» What this task involves
The required output is the line containing "target | tulip petal" through the final line of the material below, printed exactly, with no other lines.

━━━━━━━━━━

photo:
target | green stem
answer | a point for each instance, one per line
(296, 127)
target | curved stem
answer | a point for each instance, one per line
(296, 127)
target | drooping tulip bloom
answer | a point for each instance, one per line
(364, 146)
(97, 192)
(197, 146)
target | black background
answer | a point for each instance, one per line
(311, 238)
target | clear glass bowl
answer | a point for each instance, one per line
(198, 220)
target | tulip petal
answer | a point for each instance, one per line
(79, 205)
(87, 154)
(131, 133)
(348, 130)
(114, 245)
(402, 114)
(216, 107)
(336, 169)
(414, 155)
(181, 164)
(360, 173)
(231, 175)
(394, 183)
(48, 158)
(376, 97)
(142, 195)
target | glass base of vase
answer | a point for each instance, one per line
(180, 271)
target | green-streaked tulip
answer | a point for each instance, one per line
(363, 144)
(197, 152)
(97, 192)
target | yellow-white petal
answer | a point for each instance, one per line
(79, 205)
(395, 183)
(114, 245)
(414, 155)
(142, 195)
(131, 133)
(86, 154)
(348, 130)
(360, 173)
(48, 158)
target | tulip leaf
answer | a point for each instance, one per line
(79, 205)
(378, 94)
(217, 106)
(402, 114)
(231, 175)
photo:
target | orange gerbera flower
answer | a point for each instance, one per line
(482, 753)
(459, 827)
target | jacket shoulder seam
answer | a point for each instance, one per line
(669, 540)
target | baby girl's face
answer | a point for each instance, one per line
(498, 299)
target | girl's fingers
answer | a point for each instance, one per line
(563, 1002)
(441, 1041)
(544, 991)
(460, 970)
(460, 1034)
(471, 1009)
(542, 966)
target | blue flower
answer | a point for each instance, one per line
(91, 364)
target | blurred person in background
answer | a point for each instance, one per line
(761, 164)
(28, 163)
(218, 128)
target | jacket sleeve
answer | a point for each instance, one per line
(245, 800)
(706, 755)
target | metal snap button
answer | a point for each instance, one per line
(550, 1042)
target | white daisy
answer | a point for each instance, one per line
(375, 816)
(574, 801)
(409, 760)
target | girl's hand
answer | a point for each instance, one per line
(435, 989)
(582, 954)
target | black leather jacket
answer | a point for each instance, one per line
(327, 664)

━━━━━━━━━━

» Task result
target | tulip petal
answer | a point for each instance, one per line
(79, 205)
(87, 154)
(131, 133)
(348, 130)
(114, 245)
(402, 114)
(216, 107)
(336, 169)
(414, 155)
(181, 164)
(360, 173)
(231, 175)
(394, 183)
(48, 158)
(376, 97)
(142, 195)
target | glass base of vase
answer | a point for each instance, one per line
(180, 271)
target | green-streaked tulip
answer | a point for each instance, one per line
(363, 144)
(197, 152)
(97, 192)
target | yellow-white petal
answer | a point for each instance, one per line
(79, 205)
(395, 183)
(114, 245)
(414, 155)
(142, 195)
(131, 133)
(86, 154)
(348, 130)
(360, 173)
(48, 158)
target | tulip leaf
answer | a point for each instance, one per line
(79, 205)
(378, 94)
(217, 106)
(402, 114)
(231, 175)
photo:
target | orange gerbera flower
answer | a point for each instance, one per line
(482, 753)
(459, 827)
target | jacket shoulder seam
answer | a point for each instance, one per line
(669, 540)
target | baby girl's face
answer | a point for each instance, one per line
(498, 299)
target | girl's fingers
answer | a point for each instance, one per line
(563, 1002)
(441, 1041)
(544, 991)
(460, 970)
(460, 1034)
(471, 1009)
(542, 966)
target | blue flower
answer | a point for each instance, one per line
(91, 364)
target | blurred person in background
answer | a point for each instance, one per line
(761, 164)
(28, 163)
(218, 128)
target | jacket sleeve
answer | a point for each instance, one per line
(245, 800)
(706, 755)
target | metal snap button
answer | a point for each instance, one per line
(550, 1042)
target | white daisy
answer | a point for each instance, one per line
(375, 816)
(574, 801)
(409, 760)
target | girl's hand
answer | a point for each instance, one per line
(435, 989)
(582, 954)
target | black leather jacket
answer | a point for each instance, one per line
(327, 664)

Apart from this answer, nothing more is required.